(Stored records)

★ ★ ★

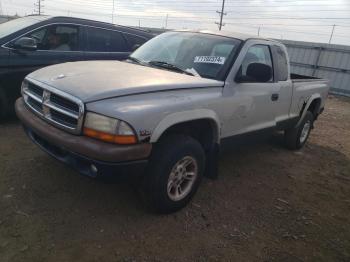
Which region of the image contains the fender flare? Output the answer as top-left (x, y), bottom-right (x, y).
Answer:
top-left (150, 109), bottom-right (221, 144)
top-left (297, 93), bottom-right (322, 127)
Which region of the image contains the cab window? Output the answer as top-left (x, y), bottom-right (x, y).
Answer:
top-left (124, 33), bottom-right (147, 50)
top-left (86, 27), bottom-right (128, 52)
top-left (24, 25), bottom-right (80, 51)
top-left (237, 44), bottom-right (274, 82)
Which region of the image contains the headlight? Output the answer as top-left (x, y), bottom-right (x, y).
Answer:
top-left (83, 112), bottom-right (137, 145)
top-left (21, 80), bottom-right (29, 95)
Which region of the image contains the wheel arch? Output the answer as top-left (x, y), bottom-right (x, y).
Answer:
top-left (150, 109), bottom-right (221, 148)
top-left (297, 94), bottom-right (322, 126)
top-left (307, 97), bottom-right (322, 117)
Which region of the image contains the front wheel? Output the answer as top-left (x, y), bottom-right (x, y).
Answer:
top-left (142, 134), bottom-right (205, 214)
top-left (285, 111), bottom-right (314, 150)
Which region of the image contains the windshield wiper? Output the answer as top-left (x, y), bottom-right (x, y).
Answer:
top-left (148, 61), bottom-right (195, 76)
top-left (127, 56), bottom-right (143, 64)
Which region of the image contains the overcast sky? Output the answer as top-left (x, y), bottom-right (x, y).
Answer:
top-left (1, 0), bottom-right (350, 45)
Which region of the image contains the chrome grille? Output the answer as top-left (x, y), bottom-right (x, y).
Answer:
top-left (22, 79), bottom-right (84, 134)
top-left (50, 93), bottom-right (80, 113)
top-left (27, 96), bottom-right (43, 114)
top-left (28, 82), bottom-right (44, 97)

★ ★ ★

Without any pictures, return the entries exactly as given.

* _RESPONSE FOR THIS EXERCISE_:
Which region of the image contains the fender flare? Output the answer as top-left (x, y), bottom-right (x, y).
Answer:
top-left (150, 109), bottom-right (221, 144)
top-left (297, 93), bottom-right (322, 127)
Which region of the image contains the cab window? Output the answer as top-left (x, y), bottom-right (x, y).
Answer:
top-left (124, 33), bottom-right (147, 50)
top-left (86, 27), bottom-right (128, 52)
top-left (24, 25), bottom-right (80, 51)
top-left (237, 44), bottom-right (274, 82)
Which region of the image contains the headlight? Output the answer as top-left (x, y), bottom-right (x, y).
Answer:
top-left (83, 112), bottom-right (137, 145)
top-left (21, 80), bottom-right (29, 95)
Which region of the image contains the wheel arch? Output the answer as top-left (x, y), bottom-right (x, y).
Answer:
top-left (150, 109), bottom-right (221, 148)
top-left (297, 94), bottom-right (322, 126)
top-left (307, 97), bottom-right (322, 117)
Which region of the image contains the front wheel? Output the answer as top-left (x, y), bottom-right (x, y).
Answer:
top-left (142, 134), bottom-right (205, 214)
top-left (285, 111), bottom-right (314, 150)
Which region of the image contains the windshield wiper? Output the answer as top-left (x, y), bottom-right (x, y).
Answer:
top-left (148, 61), bottom-right (195, 76)
top-left (127, 56), bottom-right (143, 64)
Which region of the image contains the overcast sky? Output the answer as top-left (x, y), bottom-right (x, y).
Answer:
top-left (1, 0), bottom-right (350, 45)
Which region of the image contains the chrome grille? Output the answer as top-left (x, y), bottom-right (x, y).
Answer:
top-left (22, 79), bottom-right (84, 134)
top-left (50, 93), bottom-right (80, 113)
top-left (27, 96), bottom-right (43, 114)
top-left (28, 82), bottom-right (44, 97)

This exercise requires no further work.